**Provided text**
Segment Open

Me and 10 women. I get to pick them.

That depends on your definition of consanguinuity. For instance, are double cousins (common ancestors on both sides) considered to be any more closely consanguinous than single cousins? If so, then I think you’re guaranteed to hit a wall eventually, no matter how many individuals you start with. And once you start getting any inbreeding at all (even with only nth cousins), it starts to become difficult to unambiguously define consanguinuity at all (at the least, the notion of consanguinuity becomes non-commutative).

The OP posits “…mankind to make a new start without all sorts of inbreeding problems down the road?”

I submit that the question is not answerable in light of present knowledge. Consanguinuity does not necessarily confer deleterious results. Actual results are totally unppredictable unless we know beforehand about some particular genetic abnormality. Thus one pair or one pregnant female might be sufficient from this perspective. This seems to be the only aspect of inbreeding that is being discussed.

Segment Closed

**Work item A**
Return the passage of the forum thread on inbreeding starting at "I submit that" and ending at "is being discussed.".
**Work item B**
In the forum thread on inbreeding, why does the last post suggest that one pair or one pregnant female might be sufficient? Answer in one to three sentences.
**Work item C**
Extend the forum thread on inbreeding from where it stops.
The entries come from a different source than the forum thread.

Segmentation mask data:

Segment Open

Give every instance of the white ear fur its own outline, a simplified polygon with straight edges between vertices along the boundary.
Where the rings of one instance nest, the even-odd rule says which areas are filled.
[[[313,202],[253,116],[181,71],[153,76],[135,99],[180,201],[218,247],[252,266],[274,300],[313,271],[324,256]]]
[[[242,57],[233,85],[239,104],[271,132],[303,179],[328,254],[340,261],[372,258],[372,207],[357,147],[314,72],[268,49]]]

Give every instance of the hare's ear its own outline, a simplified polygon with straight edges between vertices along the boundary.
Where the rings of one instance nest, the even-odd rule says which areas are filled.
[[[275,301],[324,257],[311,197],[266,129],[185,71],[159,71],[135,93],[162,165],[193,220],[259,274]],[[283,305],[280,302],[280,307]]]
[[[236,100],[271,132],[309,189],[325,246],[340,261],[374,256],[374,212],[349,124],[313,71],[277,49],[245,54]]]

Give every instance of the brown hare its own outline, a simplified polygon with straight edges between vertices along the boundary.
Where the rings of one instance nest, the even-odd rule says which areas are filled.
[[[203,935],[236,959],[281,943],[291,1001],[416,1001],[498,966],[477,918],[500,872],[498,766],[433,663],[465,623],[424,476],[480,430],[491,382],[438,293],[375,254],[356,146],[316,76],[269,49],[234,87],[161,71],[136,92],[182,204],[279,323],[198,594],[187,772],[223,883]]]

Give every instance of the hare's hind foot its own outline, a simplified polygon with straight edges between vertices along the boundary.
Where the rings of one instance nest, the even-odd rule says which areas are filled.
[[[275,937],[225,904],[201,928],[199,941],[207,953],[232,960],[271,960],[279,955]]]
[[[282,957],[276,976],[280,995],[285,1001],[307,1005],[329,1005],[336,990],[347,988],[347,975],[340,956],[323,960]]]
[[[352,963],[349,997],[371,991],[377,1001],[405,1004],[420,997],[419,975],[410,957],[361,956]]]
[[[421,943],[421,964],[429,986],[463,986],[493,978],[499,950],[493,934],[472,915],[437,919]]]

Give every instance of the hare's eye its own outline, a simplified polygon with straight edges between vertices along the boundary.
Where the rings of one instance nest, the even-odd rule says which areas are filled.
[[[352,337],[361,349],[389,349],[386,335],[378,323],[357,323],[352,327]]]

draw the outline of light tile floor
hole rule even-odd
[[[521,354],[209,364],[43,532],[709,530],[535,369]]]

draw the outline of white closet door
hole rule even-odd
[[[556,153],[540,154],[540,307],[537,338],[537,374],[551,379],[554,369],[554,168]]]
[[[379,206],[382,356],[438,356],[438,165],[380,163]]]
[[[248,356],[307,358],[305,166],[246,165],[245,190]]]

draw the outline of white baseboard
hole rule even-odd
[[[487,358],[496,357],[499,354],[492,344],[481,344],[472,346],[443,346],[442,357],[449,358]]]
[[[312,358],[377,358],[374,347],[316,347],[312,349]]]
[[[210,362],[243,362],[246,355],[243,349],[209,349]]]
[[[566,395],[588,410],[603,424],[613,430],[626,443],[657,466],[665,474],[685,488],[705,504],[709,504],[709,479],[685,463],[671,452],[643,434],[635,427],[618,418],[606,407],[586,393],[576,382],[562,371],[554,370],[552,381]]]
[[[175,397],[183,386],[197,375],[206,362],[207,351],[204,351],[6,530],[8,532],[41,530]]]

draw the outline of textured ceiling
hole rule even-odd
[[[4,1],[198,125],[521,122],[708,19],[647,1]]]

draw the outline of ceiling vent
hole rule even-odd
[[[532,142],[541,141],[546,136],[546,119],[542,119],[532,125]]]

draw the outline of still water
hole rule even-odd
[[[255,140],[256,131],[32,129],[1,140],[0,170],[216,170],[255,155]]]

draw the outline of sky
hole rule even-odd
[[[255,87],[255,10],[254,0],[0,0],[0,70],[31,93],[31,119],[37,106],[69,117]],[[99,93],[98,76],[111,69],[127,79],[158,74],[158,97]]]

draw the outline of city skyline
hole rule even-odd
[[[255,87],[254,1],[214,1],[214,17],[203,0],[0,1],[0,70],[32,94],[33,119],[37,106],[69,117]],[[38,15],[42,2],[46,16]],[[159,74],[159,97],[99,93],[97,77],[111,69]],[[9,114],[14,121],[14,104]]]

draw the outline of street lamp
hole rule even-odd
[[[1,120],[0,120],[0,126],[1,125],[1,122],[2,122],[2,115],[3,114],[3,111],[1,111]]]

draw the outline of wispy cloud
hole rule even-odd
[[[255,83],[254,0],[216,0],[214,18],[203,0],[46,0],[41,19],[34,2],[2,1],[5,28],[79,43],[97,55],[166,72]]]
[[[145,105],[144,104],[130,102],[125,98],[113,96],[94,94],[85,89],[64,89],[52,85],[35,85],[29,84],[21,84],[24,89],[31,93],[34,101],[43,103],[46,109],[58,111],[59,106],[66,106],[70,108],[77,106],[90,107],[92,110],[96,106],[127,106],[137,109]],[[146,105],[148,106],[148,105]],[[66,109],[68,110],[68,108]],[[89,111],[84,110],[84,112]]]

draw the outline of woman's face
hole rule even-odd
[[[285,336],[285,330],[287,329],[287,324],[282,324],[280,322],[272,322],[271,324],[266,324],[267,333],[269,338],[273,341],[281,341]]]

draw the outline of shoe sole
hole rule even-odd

Segment Closed

**Exercise output A**
I submit that the question is not answerable in light of present knowledge. Consanguinuity does not necessarily confer deleterious results. Actual results are totally unppredictable unless we know beforehand about some particular genetic abnormality. Thus one pair or one pregnant female might be sufficient from this perspective. This seems to be the only aspect of inbreeding that is being discussed.

**Exercise output B**
The post holds that consanguinity does not necessarily confer deleterious results. It also says actual results are totally unpredictable unless some particular genetic abnormality is known beforehand. From that perspective, a single pair or one pregnant female might be enough.

**Exercise output C**
But the OP doesn’t define “down the road” so we must also consider the loss of genetic diversity given limited breeding stock as an “inbreeding problem”. This is the point on which our knowledge is insufficient to answer the question.

What if the breeders, by random chance, lack resistance to, say, malaria? If any succeeding generation is exposed to the disease, we might lose the entire bunch regardless of number present in that generation.

Population biologists often see a phenomenon referred to as critical population minimum (or density). The real question being asked here, in population dynamics terms, is “what is the critical population minimum for humans?”. Note that millions of passenger pigeons were “above” this population minimum . But thousands of passenger pigeons were “below” this critical level-- once the population had been diminished to this extent, its extinction was inevitable.

The most diverse population you could have with just one living human being would go the other way: one woman, pregnant with fraternal twins, each having a different father.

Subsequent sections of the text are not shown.